> _What is asked_
A. List every year named in the article below on the Beekman farm, each with the event the article ties to it.
B. Answer these questions using the article below on the Beekman farm.
(i) About how far from New York City is Sharon Springs?
(ii) How much has the Mortgage Lifter project raised for small farms so far?
(iii) Which season of "The Amazing Race" did the partners win?
C. Write the next few paragraphs of the article below on the Beekman farm, picking up after its final sentence.

> _Extract to read_
↓↓↓

By Lorrie Baumann
It was 2008, and Brent Ridge and Josh Kilmer-Purcell had a problem, and it was a big one. In 2007, they’d fallen in love with, and then bought, the historic Beekman Mansion and its surrounding farmland in tiny Sharon Springs, New York, about 180 miles north of New York City, intending to use it as a weekend getaway spot. They could afford it then – Ridge was Martha Stewart Omnimedia’s Vice President of Healthy Living, and Kilmer-Purcell was a well-paid advertising executive. And then the Great Recession came for them, and both of them lost their jobs.
What they had at that point was a farm with a mortgage; not a whole lot of experience in actual farming, although both had grown up in rural America and knew more than many Americans about the intimate connection between food and dirt; their educations; creativity; and the drive to make their situation work. “We were kind of thrust into making the farm work,” Ridge said ruefully. Kilmer-Purcell wrote a book that details some of this, “The Bucolic Plague,” which became a best-seller on the strength of making it all sound very jolly.
They got some goats and started making goat milk soap along with a more experienced farmer that they call Farmer John. They invested the profits from their goat soap business into qualifying as a Grade A dairy, so that they could eventually make and sell cheese. They grew produce and took it to the farmers market.
Then in 2012, they took some of their Mortgage Lifter tomatoes, named because the varietal was so delicious that it became known as a sure-fire seller that could help a farmer pay off the mortgage, and turned them into Mortgage Lifter Heirloom Tomato Sauce, and Beekman 1802 Farm Pantry was born. Early on, they dedicated up to 25 percent of the profits from the sauce to help other small farms, through their Mortgage Lifter Program, which assists small family farms with a viable, future-focused, growth-oriented business strategy. The project has raised more than $40,000 so far for small farms.
Then Target picked up the sauce, and Ridge and Kilmer-Purcell took to their social media channels to ask people to buy it. It sold out within days. Around the same time, the partners entered and won Season 21 of “The Amazing Race,” which enabled them to pay off their mortgage.
Target asked for more product. Ridge, Kilmer-Purcell and Beekman 1802 Farm Pantry were on a roll.
They were, however, still living in tiny, rural Sharon Springs, New York, among neighbors who didn’t have a deal with Target and hadn’t won “The Amazing Race.” “We live in a very rural community, so we understood the struggles of small farms in our area,” Ridge said.

↑↑↑

> _Provided data_
↓↓↓

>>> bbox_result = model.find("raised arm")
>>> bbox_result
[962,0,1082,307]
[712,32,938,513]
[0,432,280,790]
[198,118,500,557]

↑↑↑

> _Responses to the exercise_
A.
2007: Ridge and Kilmer-Purcell fell in love with and bought the historic Beekman Mansion and its surrounding farmland in Sharon Springs, New York.
2008: They had a big problem, the Great Recession, and both lost their jobs.
2012: They turned their Mortgage Lifter tomatoes into Mortgage Lifter Heirloom Tomato Sauce, and Beekman 1802 Farm Pantry was born.

B.
(i) About 180 miles north of New York City.
(ii) More than $40,000.
(iii) Season 21.

C.
Part of what they understood is that their neighbors were growing produce that could be turned into the kinds of shelf-stable, high-quality products that interested Target, but they didn’t have the food processing capability to make those products, and that was leaving them out of the competition for most of the $640 billion dollars a year that Americans spend in the grocery store. “More farmers markets spring up every year, and they now represent about $1 billion in grocery revenue each year. Still, the majority of people are buying their groceries in the middle aisles in the grocery store,” Ridge said. “Going to the farmers markets is so hard that we knew that the needle wasn’t going to move much further unless farmers could get better representation in the middle store.”
The obstacle between farmers and the grocery store’s center aisles is the processing facility that turns seasonal produce into shelf-stable products that can be offered for sale year-round. “The path for getting a product to the shelf is really convoluted,” Ridge said. “Large manufacturers source ingredients from lots of different places. They source ingredients in vats, and then process and package. We were looking at how to insert the small farm into that process and claim a portion of that $640 billion.”
Some farmers have solved this problem by building processing facilities on their own farms, but that requires a capital investment that many are not able to make. Others have solved the problem by processing their products in rented kitchen spaces, including a growing number of publicly- and privately-financed incubator kitchen projects. But, of course, those aren’t available in every rural community. Beekman 1802 Farm Pantry went a third way.
Ridge and Kilmer-Purcell went looking for existing production facilities with available capacity. They had to be not too small, because Beekman 1802 Farm Pantry had to supply enough product to satisfy Target’s demand for national distribution. But they also had to be not too big, because Ridge and Kilmer-Purcell never lost sight of their idea that this was about a mission to help their neighbors, and they wanted to do business with manufacturers that would share that mission. “We feel like there’s a bigger mission to what we’re trying to accomplish, and accomplishing that mission requires the neighbors,” Ridge said. “We’re trying to help support as many craftspeople and entrepreneurs and local economies as possible and to figure out how to get the small farmer greater representation in the middle aisles of the grocery store.”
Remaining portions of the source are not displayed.